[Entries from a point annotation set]
- - - - - - -

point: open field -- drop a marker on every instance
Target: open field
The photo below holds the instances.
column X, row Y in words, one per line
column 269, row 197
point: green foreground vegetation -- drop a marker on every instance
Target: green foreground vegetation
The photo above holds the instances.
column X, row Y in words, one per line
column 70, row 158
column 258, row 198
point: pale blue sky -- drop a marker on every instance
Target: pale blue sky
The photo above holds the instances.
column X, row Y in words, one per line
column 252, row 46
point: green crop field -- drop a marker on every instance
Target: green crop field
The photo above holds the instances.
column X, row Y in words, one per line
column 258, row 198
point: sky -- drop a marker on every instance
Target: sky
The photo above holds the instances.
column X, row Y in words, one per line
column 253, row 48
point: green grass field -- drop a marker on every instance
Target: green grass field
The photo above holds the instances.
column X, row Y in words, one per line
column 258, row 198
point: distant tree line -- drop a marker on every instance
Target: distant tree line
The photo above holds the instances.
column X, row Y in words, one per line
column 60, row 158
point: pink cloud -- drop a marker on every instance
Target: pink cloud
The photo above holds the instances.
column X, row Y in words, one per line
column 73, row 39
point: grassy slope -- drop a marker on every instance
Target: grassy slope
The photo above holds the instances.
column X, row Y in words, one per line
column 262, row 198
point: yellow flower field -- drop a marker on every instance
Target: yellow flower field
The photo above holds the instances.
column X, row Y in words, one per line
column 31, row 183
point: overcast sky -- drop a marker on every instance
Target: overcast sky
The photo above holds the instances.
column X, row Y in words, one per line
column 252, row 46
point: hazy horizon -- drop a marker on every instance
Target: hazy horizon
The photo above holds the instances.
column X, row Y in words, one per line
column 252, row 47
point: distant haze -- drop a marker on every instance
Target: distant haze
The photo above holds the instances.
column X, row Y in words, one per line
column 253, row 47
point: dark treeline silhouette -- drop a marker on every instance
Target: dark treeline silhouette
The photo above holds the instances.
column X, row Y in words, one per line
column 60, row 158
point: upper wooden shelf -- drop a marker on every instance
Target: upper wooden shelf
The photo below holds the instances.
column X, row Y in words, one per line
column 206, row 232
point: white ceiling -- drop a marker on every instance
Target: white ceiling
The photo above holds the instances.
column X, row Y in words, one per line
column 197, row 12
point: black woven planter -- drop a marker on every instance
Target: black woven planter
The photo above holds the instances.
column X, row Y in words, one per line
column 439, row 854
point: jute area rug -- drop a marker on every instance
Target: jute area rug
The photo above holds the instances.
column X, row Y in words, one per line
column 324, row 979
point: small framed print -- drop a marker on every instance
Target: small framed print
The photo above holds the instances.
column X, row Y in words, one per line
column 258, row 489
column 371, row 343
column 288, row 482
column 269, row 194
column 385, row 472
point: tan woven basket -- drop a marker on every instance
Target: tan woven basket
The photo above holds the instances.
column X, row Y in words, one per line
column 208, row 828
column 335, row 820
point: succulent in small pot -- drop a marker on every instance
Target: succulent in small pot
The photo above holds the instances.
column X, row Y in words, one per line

- - - - - - -

PROBLEM DESCRIPTION: Return each of the items above verbatim, keeping every line unchanged and in its original order.

ANSWER FOR THIS EXERCISE:
point: open field -- drop a marker on every instance
Target: open field
The photo below holds the instances.
column X, row Y in words, one per line
column 269, row 197
point: green foreground vegetation -- drop a marker on every instance
Target: green foreground vegetation
The photo above holds the instances.
column X, row Y in words, one per line
column 70, row 158
column 258, row 198
point: pale blue sky -- drop a marker on every instance
Target: pale blue sky
The photo above holds the instances.
column X, row Y in words, one per line
column 252, row 46
point: green crop field -- drop a marker on every instance
Target: green crop field
The photo above holds the instances.
column X, row Y in words, one per line
column 258, row 198
point: sky -- drop a marker on every instance
Target: sky
The photo above holds the instances.
column X, row Y in words, one per line
column 253, row 48
point: green grass field -- drop a marker on every instance
Target: green grass field
The photo above holds the instances.
column X, row Y in words, one per line
column 258, row 198
point: distant tree line -- drop a marker on every instance
Target: distant tree line
The photo above holds the instances.
column X, row Y in words, one per line
column 60, row 158
point: pink cloud -- drop a marker on every instance
Target: pink cloud
The photo above holds the instances.
column X, row Y in words, one per line
column 73, row 39
point: grassy slope -- drop a marker on every instance
Target: grassy slope
The photo above holds the instances.
column X, row Y in words, one per line
column 262, row 198
point: yellow flower field -- drop a marker on every instance
Target: yellow flower field
The photo above holds the instances.
column X, row Y in words, one per line
column 31, row 183
point: overcast sky -- drop a marker on every instance
Target: overcast sky
The photo above holds the instances.
column X, row Y in words, one per line
column 252, row 46
point: hazy horizon -- drop a marker on every instance
Target: hazy horizon
The photo above holds the instances.
column X, row Y in words, one per line
column 252, row 47
point: distant haze -- drop a marker on every instance
Target: distant haze
The photo above holds the instances.
column X, row Y in words, one per line
column 253, row 47
point: dark treeline silhouette -- drop a marker on every instance
Target: dark treeline silhouette
The photo above holds the instances.
column X, row Y in words, one per line
column 60, row 158
point: upper wooden shelf -- drop a marker on every instance
Target: upper wooden shelf
The photo below holds the instances.
column X, row Y in words, one per line
column 206, row 232
point: white ceiling -- drop a marker on every instance
Target: white ceiling
The photo above holds the instances.
column X, row Y in words, one per line
column 197, row 12
point: black woven planter -- drop a marker on every instance
Target: black woven planter
The photo above holds the instances.
column X, row Y in words, one per line
column 439, row 854
point: jute area rug -- drop a marker on every instance
Target: jute area rug
The photo above holds the instances.
column X, row Y in words, one per line
column 324, row 979
point: small framed print -- drop a marker on every instance
Target: small framed print
The photo above holds the instances.
column X, row Y in words, one per line
column 258, row 489
column 371, row 343
column 288, row 482
column 269, row 194
column 385, row 472
point: tan woven basket -- drop a marker on every instance
Target: tan woven basket
The photo above holds the instances.
column X, row Y in words, one per line
column 208, row 828
column 335, row 820
point: succulent in small pot -- drop a marker on every instance
Target: succulent in small pot
The photo above holds the instances.
column X, row Y in words, one per line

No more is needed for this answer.